_PARTS OF THE EXERCISE_.
1: For the excerpt on ships' lights and the porting rule, decide whether each statement below agrees with it. Answer yes or no for each, and quote the deciding words of the excerpt exactly.
(a) Ship masters and courts disagreed about how far from dead ahead a vessel could be and still count as nearly end on.
(b) A single colored light seen directly ahead is enough to justify porting under article 13.
(c) When the two ships are on crossing courses, porting the helm could cause the disaster it was meant to prevent.
2: According to the excerpt on ships' lights and the porting rule, what two conditions must be met to justify porting under article 13?

_SOURCE_.
* START *

These varying constructions of the act naturally led to a want of uniformity in the practice, ship masters as well as courts disagreeing among themselves as to how great a variance from dead ahead would still meet the requirements of nearly end on. There was a further difficulty involved in the fact that the exhibition of a green light or green and white lights directly ahead, or on the [622]*622starboard bow is consistent not only with vessels approaching npon a parallel course, but upon a course across that of the other vessel, in which case porting the helm would bring about the very disaster it was designed to avoid; in other words, the light may be dead ahead or nearly dead ahead, and yet the two ships may not be meeting end on. To justify porting under article 13, not only must the ship carrying the light be end on, but the two ships must be meeting each other in that position, and the exhibition of a single colored light directly ahead by no means justifies that inference.

* END *

_LISTING_.

* START *

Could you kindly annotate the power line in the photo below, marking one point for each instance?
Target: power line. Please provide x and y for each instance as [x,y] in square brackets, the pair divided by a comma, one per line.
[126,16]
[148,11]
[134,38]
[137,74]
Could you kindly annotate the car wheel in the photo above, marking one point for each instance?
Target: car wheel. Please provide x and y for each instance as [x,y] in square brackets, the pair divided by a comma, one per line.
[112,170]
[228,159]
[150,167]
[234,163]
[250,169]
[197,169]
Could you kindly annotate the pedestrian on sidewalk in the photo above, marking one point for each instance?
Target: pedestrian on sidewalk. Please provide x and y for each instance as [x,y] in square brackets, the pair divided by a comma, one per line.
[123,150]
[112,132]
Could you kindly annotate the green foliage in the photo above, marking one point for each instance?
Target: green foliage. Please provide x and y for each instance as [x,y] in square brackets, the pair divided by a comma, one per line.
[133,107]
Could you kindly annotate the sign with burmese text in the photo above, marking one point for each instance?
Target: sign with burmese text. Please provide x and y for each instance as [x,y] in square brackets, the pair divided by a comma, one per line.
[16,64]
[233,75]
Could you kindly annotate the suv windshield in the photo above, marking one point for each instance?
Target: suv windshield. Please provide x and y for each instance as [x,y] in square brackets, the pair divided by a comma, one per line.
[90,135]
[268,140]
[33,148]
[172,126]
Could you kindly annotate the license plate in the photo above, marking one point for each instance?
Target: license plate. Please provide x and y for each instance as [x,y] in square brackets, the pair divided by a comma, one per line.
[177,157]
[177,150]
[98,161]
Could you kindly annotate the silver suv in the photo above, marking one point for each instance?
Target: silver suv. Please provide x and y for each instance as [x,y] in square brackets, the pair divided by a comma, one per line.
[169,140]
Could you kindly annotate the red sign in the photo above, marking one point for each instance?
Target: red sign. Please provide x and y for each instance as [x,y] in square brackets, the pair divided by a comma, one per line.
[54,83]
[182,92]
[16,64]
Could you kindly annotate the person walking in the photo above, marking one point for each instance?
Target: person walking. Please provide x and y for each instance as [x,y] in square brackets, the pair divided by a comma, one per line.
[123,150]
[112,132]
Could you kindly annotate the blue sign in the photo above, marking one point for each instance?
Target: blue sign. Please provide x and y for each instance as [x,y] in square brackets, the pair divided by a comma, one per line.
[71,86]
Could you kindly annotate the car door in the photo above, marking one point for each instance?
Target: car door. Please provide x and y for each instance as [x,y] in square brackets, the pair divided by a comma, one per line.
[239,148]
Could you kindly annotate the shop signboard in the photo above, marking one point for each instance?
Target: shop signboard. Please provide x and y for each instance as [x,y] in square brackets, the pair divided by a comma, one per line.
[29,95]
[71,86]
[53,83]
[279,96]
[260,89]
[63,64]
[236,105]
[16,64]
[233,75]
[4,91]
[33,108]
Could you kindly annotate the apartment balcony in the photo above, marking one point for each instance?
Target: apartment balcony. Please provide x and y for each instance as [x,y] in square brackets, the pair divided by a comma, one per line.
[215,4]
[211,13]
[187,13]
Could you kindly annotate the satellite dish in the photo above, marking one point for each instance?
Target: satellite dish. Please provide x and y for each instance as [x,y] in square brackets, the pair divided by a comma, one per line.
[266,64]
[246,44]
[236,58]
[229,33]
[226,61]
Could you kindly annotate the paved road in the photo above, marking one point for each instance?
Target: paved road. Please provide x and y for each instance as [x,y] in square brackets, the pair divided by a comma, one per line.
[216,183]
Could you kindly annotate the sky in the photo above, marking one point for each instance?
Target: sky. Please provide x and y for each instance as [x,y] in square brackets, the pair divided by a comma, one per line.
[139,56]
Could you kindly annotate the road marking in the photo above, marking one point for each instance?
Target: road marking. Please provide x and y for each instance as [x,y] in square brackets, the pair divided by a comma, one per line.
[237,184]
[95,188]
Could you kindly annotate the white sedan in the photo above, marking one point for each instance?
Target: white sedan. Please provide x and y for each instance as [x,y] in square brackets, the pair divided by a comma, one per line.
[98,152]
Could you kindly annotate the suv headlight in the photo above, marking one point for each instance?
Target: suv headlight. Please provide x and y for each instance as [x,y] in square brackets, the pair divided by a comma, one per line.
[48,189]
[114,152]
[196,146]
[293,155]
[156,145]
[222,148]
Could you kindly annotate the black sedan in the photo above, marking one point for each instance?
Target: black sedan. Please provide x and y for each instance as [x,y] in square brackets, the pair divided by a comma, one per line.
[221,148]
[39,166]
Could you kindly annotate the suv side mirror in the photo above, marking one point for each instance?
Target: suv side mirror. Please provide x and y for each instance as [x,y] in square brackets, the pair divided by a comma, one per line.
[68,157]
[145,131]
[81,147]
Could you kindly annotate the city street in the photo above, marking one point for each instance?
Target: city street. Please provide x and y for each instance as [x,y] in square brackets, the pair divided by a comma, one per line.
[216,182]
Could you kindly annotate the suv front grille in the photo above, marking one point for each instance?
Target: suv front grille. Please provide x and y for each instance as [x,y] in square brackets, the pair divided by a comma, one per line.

* END *

_SOLUTIONS BY TASK_.
1:
(a) Yes: "ship masters as well as courts disagreeing among themselves as to how great a variance from dead ahead would still meet the requirements of nearly end on"
(b) No: "the exhibition of a single colored light directly ahead by no means justifies that inference"
(c) Yes: "in which case porting the helm would bring about the very disaster it was designed to avoid"

2: The ship carrying the light must be end on, and the two ships must be meeting each other in that position.